Eighty-one-year-old singer-guitarist Jorma Kaukonen is considered one of the most talented blues-rock performers on the planet. He’s a two-time inductee into the Rock and Roll Hall of Fame (as a founding member of Jefferson Airplane and Hot Tuna) and Grammy Lifetime Achievement Award recipient. So what’s he doing coming to Iowa to perform live in the middle of winter?
The southern Ohio-based musician will play at the Englert Theatre in Iowa City on February 28. He’s been at the Englert before and enjoys the venue’s ambiance and audiences. But more importantly, Kaukonen lives to play in front of people.
“I am a really lucky guy in that I’ve never lost my passion for playing my guitar,” he said over the telephone from his home. “Playing live is the most important manifestation of the art. There is something magical about the experience. I’m looking out the window at eight inches of snow on the ground, surrounded by cold air, and thinking about how much I want to get back on stage.”
He figures Iowa weather can’t be much different from what he’s currently witnessing.
Kaukonen tours both as a member of Hot Tuna and unaccompanied. The Englert show will be a solo gig, just him and his guitars. He noted that two of the guitars he will have with him were made by an Iowan. “David Flamming of Greene, Iowa, is one of the leading Luthier masters in the world,” Kaukonen said. “A student at my music school had one of Flamming’s creations. The first time I played it, the instrument spoke to me in a way a new guitar hadn’t in many years. Flamming does wonderful work!” Kaukonen noted that “the great state of Iowa has many talented musical instrument makers.” He spoke in a resolute voice about the fine qualities of the Hawkeye State, his Ohio home, and the Midwest in general.

==========

Continue the article about Jorma Kaukonen's solo show at the Englert Theatre, picking up after its final sentence.

Collected data:
==========

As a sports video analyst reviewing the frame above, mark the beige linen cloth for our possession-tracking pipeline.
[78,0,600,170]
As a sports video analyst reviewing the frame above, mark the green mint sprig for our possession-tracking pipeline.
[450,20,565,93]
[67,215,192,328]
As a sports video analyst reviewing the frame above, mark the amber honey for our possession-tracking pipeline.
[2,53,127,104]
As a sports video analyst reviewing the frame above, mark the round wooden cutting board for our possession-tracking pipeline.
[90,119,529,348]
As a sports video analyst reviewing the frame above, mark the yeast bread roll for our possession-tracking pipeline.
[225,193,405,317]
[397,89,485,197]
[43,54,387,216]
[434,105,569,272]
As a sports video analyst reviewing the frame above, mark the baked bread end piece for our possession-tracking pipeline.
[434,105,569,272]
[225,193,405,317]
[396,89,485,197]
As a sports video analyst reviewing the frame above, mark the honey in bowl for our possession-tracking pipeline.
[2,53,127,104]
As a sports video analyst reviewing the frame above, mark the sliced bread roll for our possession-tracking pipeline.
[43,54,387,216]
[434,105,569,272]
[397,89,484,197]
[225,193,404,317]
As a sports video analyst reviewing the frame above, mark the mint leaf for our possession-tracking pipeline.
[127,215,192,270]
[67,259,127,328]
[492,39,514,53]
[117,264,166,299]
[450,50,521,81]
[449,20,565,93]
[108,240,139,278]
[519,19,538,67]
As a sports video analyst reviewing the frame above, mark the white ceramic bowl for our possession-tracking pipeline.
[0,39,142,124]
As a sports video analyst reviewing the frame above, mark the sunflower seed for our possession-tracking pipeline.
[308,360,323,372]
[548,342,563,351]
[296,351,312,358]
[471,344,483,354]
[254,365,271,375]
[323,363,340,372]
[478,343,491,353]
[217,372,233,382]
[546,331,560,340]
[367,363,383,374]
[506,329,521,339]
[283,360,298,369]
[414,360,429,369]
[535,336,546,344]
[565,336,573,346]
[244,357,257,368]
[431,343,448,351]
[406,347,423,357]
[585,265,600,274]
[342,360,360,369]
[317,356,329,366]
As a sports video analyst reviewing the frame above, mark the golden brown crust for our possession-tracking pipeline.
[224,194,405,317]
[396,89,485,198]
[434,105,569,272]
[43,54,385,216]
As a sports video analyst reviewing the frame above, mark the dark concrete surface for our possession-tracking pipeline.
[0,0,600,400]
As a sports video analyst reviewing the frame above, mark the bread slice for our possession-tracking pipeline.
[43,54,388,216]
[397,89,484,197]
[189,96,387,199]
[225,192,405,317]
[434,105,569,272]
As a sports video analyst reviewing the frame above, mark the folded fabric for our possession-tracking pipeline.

==========

Exercise answer:
Kaukonen said his forthcoming show would be about two hours long and would showcase the range of music he has recorded over the past seven decades, in addition to some new material. “I am not a prolific songwriter,” he noted modestly, “but over the years it has added up. I try to offer a retrospective as well as keep things fresh.” He understands that music from the past may be heard differently today than it was when originally released. That’s part of its charm.
“People often ask me if I would like to go back to the past, as if the ’60s or some other era was a better time, and I just don’t get it,” he said. “I live in the present moment. Dwelling on the past doesn’t make sense. Living in the past is counterproductive.”
Kaukonen optimistically observes that one is always growing, learning, and comprehending life in different ways. The pandemic kept him from touring for most of the past two years, but that did not prevent him from making music. He used his at-home studio to produce weekly livestreams on YouTube that were celebrated by his fans and the New York Times. He also made some new recordings.
“I live in a very rural county, with less than 20,000 people,” Kaukonen said. “Social distancing was already a way of life. Thanks to the internet, I was able to keep busy and connected. I could still perform to live audiences.”
He noted that his family keeps him linked to contemporary existence. “In a normal world, I would be a great-grandfather,” he said. Instead, he has a daughter in high school and a son in college. He finds himself surrounded by younger people that serve as inspiration and help him stay alert to the changing world.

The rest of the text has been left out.